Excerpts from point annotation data

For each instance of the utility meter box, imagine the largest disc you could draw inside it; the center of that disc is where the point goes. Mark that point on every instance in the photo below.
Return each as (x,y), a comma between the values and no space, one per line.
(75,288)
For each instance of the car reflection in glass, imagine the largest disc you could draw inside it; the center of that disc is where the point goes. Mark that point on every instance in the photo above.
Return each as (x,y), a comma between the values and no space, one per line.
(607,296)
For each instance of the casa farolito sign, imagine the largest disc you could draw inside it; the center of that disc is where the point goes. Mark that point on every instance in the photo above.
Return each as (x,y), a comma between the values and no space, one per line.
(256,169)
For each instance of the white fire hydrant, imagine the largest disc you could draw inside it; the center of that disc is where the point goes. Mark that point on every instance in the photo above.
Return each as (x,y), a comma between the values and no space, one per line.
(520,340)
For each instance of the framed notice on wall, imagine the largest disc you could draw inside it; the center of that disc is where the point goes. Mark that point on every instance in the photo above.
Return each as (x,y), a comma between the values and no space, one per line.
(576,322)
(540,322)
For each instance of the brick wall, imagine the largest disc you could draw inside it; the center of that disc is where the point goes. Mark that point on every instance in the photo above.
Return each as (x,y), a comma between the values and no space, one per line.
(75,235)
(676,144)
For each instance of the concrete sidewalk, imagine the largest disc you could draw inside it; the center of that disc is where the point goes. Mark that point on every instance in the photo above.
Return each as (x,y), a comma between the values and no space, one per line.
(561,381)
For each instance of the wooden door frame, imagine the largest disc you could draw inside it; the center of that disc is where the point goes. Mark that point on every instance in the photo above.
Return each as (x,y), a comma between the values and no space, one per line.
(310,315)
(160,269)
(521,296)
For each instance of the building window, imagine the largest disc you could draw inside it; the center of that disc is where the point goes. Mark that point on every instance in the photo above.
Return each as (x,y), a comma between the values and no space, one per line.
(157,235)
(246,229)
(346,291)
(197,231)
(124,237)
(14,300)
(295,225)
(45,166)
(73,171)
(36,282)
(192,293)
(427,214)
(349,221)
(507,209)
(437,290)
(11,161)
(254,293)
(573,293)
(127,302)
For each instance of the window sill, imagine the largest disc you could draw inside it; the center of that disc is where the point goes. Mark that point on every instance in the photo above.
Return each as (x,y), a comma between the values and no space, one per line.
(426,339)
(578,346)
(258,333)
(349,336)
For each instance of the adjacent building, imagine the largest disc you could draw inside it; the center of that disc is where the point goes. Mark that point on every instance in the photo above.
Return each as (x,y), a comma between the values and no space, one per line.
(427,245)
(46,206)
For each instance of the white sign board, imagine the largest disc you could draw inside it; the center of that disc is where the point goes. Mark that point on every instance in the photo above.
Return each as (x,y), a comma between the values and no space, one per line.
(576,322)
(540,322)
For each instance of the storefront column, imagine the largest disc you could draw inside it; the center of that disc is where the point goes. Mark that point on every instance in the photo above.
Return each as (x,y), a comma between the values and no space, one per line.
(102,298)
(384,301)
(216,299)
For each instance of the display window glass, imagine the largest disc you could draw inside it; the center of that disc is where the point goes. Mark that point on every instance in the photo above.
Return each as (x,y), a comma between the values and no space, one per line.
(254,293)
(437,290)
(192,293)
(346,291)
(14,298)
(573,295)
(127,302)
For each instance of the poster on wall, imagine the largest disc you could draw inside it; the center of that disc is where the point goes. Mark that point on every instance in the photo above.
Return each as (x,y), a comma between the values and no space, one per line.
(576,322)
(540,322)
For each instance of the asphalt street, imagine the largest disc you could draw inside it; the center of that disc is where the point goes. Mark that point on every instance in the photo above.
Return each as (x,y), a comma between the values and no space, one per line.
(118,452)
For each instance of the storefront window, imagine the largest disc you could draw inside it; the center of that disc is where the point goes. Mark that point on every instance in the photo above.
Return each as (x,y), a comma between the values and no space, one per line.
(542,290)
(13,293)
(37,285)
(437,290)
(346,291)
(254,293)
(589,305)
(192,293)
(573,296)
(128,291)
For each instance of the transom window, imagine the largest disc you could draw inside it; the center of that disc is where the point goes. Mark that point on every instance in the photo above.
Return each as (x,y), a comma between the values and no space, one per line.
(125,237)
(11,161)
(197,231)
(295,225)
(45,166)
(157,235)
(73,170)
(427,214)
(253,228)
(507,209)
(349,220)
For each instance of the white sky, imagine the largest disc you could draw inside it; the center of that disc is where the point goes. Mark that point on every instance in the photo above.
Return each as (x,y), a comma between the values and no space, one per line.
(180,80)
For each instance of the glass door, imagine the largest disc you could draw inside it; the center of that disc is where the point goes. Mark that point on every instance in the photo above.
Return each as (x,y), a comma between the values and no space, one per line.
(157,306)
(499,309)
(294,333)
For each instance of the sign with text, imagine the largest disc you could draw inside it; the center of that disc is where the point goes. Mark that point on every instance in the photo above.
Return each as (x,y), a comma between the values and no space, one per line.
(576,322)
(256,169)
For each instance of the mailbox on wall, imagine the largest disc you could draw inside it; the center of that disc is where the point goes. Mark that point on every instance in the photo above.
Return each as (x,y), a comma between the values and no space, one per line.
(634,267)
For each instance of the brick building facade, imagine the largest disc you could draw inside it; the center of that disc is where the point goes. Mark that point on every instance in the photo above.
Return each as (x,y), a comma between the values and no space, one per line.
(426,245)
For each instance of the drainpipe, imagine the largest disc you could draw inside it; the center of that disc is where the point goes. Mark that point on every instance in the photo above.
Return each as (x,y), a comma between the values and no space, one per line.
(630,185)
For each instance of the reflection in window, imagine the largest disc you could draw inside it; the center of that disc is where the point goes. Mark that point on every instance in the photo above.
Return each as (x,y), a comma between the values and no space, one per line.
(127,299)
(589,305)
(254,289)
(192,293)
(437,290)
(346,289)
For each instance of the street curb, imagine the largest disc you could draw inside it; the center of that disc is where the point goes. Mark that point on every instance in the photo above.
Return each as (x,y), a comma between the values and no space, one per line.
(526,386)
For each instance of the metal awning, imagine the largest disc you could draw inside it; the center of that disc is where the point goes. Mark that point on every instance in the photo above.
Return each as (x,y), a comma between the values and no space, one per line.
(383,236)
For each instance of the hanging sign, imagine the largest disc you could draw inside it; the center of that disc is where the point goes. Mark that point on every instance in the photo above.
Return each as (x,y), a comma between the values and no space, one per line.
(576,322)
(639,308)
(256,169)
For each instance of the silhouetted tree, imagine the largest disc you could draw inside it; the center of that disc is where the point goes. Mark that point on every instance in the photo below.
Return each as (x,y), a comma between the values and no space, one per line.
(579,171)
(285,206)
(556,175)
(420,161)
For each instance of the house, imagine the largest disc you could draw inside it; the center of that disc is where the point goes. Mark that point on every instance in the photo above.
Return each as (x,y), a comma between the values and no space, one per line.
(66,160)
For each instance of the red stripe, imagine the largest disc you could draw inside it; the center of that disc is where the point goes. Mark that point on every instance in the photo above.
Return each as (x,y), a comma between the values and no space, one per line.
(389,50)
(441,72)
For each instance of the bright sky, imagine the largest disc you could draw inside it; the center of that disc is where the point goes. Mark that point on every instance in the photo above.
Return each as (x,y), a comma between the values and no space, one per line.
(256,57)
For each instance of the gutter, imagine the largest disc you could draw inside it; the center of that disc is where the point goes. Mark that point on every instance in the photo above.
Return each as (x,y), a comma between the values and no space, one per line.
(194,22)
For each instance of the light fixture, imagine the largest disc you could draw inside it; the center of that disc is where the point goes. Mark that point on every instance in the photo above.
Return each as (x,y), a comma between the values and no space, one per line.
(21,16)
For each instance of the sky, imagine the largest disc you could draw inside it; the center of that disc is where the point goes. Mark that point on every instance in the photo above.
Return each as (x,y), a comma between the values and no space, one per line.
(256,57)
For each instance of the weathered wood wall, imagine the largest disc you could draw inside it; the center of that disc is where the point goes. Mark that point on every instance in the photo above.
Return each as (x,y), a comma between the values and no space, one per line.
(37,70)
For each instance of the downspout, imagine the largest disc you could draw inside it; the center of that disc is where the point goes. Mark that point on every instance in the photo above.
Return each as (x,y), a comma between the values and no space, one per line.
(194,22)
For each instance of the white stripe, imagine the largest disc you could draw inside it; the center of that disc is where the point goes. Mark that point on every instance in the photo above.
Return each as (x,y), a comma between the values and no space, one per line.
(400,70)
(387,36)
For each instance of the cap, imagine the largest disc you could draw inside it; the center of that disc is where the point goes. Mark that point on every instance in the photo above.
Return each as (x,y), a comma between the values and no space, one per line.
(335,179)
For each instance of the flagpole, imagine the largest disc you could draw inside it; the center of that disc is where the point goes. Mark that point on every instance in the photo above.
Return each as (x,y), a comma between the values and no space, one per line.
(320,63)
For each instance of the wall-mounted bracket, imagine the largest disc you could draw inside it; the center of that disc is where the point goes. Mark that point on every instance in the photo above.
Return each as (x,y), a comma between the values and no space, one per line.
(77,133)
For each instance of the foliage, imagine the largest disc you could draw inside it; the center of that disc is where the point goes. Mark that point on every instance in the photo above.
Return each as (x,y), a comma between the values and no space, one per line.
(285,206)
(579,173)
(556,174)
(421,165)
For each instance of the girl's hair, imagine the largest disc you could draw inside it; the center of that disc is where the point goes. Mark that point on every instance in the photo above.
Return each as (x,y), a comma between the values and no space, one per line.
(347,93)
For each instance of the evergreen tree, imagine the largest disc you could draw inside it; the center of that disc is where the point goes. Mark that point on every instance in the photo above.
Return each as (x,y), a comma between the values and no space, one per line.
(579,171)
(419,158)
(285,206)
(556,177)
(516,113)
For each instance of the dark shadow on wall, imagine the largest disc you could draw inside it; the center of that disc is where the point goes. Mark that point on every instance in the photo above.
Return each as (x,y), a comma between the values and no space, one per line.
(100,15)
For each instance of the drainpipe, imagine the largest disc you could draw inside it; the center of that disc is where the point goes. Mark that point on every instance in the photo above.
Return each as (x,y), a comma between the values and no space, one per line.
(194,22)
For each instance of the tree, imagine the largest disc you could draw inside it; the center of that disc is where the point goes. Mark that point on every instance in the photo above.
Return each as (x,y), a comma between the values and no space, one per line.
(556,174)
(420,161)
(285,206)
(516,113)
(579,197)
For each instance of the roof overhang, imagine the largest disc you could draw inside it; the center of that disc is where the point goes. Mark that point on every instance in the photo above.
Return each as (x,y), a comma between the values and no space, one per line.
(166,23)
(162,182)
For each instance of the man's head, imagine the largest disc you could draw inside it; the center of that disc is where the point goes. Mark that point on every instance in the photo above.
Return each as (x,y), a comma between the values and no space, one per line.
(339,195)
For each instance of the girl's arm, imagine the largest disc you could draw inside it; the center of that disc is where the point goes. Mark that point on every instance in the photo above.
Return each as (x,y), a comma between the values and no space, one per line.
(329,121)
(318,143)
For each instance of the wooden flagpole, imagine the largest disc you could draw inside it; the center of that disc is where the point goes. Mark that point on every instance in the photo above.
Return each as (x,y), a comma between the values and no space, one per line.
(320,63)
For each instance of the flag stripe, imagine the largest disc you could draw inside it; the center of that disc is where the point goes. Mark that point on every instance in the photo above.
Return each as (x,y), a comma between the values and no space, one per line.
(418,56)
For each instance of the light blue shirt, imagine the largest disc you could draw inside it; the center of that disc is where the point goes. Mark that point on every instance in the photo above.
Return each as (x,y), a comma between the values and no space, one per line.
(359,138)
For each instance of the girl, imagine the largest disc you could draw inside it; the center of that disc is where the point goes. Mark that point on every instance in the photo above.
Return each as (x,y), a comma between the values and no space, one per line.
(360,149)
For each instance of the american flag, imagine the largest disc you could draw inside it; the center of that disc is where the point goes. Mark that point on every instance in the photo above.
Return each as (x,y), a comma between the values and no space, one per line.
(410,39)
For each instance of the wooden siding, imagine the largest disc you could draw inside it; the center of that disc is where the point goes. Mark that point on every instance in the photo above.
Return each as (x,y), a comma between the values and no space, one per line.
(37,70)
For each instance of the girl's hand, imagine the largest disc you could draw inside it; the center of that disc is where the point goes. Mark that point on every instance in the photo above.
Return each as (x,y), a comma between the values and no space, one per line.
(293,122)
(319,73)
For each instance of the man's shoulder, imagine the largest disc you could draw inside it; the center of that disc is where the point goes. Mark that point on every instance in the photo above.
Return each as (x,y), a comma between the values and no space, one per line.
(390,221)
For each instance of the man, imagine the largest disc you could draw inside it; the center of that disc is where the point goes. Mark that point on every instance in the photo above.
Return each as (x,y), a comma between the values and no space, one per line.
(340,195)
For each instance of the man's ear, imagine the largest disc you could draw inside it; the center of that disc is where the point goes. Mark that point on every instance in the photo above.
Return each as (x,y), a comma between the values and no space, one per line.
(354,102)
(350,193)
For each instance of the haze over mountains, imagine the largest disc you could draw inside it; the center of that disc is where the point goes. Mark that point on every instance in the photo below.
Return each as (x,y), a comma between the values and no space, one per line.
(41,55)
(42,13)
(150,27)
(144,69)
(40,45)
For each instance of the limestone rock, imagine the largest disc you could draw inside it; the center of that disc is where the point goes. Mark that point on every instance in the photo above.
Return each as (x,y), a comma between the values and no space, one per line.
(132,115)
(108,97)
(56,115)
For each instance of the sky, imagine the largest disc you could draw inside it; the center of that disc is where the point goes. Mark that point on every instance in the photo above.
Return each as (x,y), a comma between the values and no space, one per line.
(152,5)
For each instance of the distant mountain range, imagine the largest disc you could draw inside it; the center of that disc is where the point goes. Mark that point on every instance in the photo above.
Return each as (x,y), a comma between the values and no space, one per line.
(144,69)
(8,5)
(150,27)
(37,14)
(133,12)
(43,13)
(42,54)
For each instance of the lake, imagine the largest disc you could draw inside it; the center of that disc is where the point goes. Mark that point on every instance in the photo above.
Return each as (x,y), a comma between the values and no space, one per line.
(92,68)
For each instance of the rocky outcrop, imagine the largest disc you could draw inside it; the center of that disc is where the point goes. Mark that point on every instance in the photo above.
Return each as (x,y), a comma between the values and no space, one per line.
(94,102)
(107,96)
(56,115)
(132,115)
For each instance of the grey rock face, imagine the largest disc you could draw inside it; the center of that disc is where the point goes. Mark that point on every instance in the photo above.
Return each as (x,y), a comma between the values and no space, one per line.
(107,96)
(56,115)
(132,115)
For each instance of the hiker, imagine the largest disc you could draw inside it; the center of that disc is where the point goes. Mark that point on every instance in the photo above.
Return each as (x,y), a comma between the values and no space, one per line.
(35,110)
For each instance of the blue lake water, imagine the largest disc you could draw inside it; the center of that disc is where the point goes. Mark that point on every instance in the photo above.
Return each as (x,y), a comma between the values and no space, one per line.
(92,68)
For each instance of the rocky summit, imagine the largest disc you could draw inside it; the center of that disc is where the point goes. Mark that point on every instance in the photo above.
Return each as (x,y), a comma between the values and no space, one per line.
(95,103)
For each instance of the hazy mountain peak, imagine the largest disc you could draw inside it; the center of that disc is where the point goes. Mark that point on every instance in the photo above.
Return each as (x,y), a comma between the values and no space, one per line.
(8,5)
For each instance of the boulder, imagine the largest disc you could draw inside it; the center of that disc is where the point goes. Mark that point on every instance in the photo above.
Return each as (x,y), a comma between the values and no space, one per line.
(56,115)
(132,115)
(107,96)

Given task -
Take the line in which "For each instance of the hiker, imagine" occurs and each subsequent line through the end; give these lines again without alteration.

Task solution -
For each instance of the hiker, imagine the largest disc you could draw inside it; the center of that disc is where the point goes. Mark that point on every instance in the photo above.
Return each as (x,y), a comma between the values and no space, one per line.
(35,110)
For each instance of the blue lake water, imagine the largest disc you could draw inside it; the center of that disc is where the point goes. Mark that point on every instance in the photo above.
Return each as (x,y), a comma between the values and no space, one per line.
(92,68)
For each instance of the rocky summit, imagine the largest disc you could draw inside it; the center of that disc is where the point goes. Mark that point on every instance in the photo above.
Return each as (x,y), a comma between the values and no space, one per line.
(95,103)
For each instance of the hazy mountain peak, imagine the largest disc you could draw inside it; the center of that disc is where the point goes. Mark that point on every instance in the photo above.
Return each as (x,y), a comma between the values and no space, one per line.
(8,5)
For each instance of the boulder, imagine the largest disc you could draw inside it; the center of that disc is where the point goes. Mark that point on every instance in the photo above.
Return each as (x,y), a comma between the values and no space, one per line.
(56,115)
(132,115)
(107,96)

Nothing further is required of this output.